## Required action 1
According to the school discipline guidance, when will the changes to the exclusion legislation come into force?
## Required action 2
Name each thing the school discipline guidance says the Head teacher takes into account when deciding whether to exclude a pupil.
## Required action 3
Write the next part of the school discipline guidance, following on from its last sentence.

Head teachers and staff authorised by the Head teacher can use such force as is reasonable when searching a pupil without consent for prohibited items except where the search is for an item banned by the school rules.
Allegations of abuse against staff
Allegations of abuse must be taken seriously, but schools should ensure they deal with allegations quickly in a fair and consistent way that provides effective protection for the child and supports the person who is the subject of the allegation. Every effort must be made to maintain confidentiality and guard against unwanted publicity while an allegation is being investigated. Suspension must not be used as an automatic response when an allegation has been reported.
The school’s behaviour policy should set out the disciplinary action that will be taken against pupils who are found to have made malicious accusations against school staff.
The Head teacher decides whether to exclude a pupil, for a fixed term or permanently, in line with the school’s behaviour policy, taking into account all the circumstances, the evidence available and the need to balance the interests of the pupil against those of the whole school community.
Parents have the right to make representations to the governing body (or discipline committee) about an exclusion and the Governing body must review the exclusion decision in certain circumstances, which includes all permanent exclusions. Where a governing body upholds a permanent exclusion, parents have the right to appeal the decision to an independent appeal panel. (Please note – changes to this particular legislation will come into force in September 2012)

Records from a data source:
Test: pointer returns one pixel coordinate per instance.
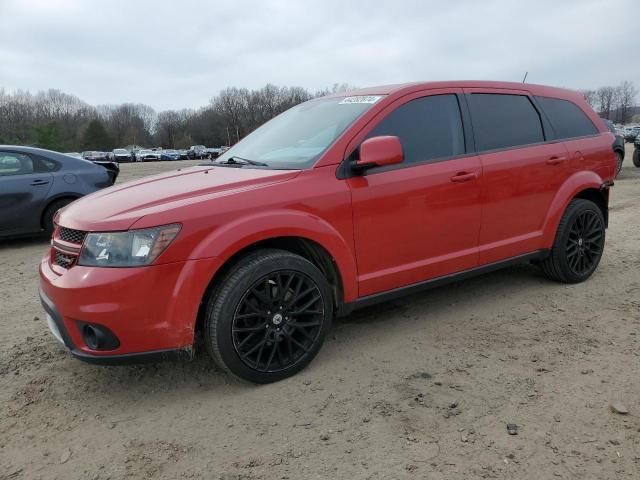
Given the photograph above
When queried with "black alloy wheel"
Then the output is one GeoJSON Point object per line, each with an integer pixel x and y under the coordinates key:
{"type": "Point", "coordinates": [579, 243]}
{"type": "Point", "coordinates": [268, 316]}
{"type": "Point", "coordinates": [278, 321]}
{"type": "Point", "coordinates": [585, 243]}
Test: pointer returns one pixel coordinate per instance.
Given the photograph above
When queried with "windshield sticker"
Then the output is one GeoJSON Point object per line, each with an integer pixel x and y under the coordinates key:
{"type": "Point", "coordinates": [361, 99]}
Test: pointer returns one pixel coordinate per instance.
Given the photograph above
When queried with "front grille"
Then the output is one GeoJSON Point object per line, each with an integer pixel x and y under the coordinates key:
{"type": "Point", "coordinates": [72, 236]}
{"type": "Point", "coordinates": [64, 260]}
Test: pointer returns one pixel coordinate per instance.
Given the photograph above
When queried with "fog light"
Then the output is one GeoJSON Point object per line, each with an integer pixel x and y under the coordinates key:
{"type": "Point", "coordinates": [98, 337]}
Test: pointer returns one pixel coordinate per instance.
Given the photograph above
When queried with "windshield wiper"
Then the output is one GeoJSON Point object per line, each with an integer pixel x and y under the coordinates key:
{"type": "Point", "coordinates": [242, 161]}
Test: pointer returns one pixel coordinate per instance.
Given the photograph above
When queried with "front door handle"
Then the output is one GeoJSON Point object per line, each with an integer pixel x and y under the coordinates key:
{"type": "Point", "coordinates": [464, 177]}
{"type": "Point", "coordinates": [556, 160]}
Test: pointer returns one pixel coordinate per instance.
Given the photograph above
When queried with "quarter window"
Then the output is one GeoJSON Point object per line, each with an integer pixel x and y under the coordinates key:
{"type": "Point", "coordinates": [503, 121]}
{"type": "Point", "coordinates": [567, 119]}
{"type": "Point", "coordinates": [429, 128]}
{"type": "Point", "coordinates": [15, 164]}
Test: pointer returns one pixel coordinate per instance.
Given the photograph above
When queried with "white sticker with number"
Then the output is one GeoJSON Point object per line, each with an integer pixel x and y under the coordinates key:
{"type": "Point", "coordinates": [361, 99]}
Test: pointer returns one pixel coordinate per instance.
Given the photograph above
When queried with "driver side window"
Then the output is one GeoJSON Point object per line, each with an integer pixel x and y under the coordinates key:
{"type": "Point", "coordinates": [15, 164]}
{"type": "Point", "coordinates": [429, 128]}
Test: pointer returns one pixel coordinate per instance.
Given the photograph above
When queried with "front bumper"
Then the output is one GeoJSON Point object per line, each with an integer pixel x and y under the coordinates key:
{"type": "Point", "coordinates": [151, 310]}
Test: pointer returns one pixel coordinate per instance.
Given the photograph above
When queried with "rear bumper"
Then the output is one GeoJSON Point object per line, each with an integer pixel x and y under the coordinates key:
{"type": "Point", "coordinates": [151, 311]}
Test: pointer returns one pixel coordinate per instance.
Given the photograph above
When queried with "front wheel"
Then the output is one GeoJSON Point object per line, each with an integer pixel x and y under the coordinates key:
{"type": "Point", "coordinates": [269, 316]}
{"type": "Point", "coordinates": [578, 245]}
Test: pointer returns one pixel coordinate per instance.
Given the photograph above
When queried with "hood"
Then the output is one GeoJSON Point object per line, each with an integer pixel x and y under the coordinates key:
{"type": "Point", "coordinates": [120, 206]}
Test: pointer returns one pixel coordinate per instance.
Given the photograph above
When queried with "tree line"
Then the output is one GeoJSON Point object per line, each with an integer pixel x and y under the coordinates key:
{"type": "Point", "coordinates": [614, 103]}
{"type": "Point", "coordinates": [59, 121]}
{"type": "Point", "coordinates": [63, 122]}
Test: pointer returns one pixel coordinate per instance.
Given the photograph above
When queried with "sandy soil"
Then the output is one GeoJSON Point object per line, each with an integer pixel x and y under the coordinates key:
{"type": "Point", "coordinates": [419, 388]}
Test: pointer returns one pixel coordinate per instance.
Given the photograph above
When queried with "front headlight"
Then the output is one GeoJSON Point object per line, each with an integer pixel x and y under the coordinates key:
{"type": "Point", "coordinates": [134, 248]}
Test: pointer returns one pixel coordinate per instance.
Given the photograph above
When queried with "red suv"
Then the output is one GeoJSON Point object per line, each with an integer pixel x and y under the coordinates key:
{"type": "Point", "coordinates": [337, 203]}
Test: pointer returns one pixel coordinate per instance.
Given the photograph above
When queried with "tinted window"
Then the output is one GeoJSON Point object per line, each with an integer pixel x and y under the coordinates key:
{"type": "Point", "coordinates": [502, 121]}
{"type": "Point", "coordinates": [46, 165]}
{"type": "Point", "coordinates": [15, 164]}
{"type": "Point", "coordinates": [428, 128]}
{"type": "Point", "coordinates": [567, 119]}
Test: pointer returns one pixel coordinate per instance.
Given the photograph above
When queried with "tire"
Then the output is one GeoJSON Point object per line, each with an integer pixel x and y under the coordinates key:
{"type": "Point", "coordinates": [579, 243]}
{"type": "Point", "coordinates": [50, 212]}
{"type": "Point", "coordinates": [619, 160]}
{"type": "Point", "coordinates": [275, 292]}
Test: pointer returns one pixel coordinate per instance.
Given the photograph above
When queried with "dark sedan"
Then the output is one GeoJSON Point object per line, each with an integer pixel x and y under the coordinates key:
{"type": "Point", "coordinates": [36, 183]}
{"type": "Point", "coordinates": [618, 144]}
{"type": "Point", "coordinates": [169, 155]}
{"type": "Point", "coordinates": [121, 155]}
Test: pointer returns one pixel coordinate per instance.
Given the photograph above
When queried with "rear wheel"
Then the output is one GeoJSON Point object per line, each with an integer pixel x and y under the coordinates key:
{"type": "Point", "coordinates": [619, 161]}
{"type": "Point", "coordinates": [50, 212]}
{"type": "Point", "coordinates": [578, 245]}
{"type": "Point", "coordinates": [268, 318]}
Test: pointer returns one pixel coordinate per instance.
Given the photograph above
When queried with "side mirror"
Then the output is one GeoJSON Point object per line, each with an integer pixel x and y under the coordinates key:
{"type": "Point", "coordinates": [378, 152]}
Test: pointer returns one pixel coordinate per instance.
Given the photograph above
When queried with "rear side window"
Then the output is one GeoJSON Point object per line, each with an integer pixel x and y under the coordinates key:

## Task response 1
September 2012

## Task response 2
- All the circumstances
- The evidence available
- The need to balance the interests of the pupil against those of the whole school community

## Task response 3
Schools are under a duty to provide suitable full-time education for an excluded pupil from the sixth school day of any fixed period exclusion of more than five consecutive school days. Local authorities are under a duty to provide suitable full-time education from the sixth school day of a permanent exclusion.
(References to parent or parents are to fathers as well as mothers, unless otherwise stated)
Schools are required to have, and to ask parents to sign, a Home School Agreement that outlines the responsibilities of the parent and the school; including those around behaviour and attendance.
Parents are under a legal duty to ensure that their child (aged 5-16) receives suitable full-time education either at a school or by making other suitable arrangements.
Where a child is not a registered pupil and other suitable arrangements are not made, the parent may receive a school attendance order from the local authority requiring them to register their child at a school.
For school registered pupils or those attending Pupil Referral Units (PRUs), parents must ensure that their child attends punctually and regularly. If they do not, the school or local authority may ask them to sign a parenting contract or may issue a penalty sanction of £50 (rising to £100). The local authority may also prosecute a parent who fails to ensure their child’s regular school attendance or apply to the courts for an education supervision order in respect of the pupilhimself/herself.
Parents have a clear role in making sure their child is well behaved at school. If they do not, the school or local authority may ask them to sign a parenting contract or may apply for a court-imposed parenting order.
Parents must take responsibility for their child, if excluded, and ensure that they are not in a public place without good reason during school hours within the first five school days of any exclusion. If they do not, the school or local authoritymay issue a penalty sanction of £50 (rising to £100).
Parents must also ensure that their child attends the suitable full time education provided by the school Governing body or the local authority from the sixth day of exclusion.
Parents are expected to attend a reintegration interview following any fixed period exclusion from primary school and any fixed period exclusion of more than give days from secondary school. Failure to attend may make it more likely that the court will impose a parenting order if the school or local authority applies for one.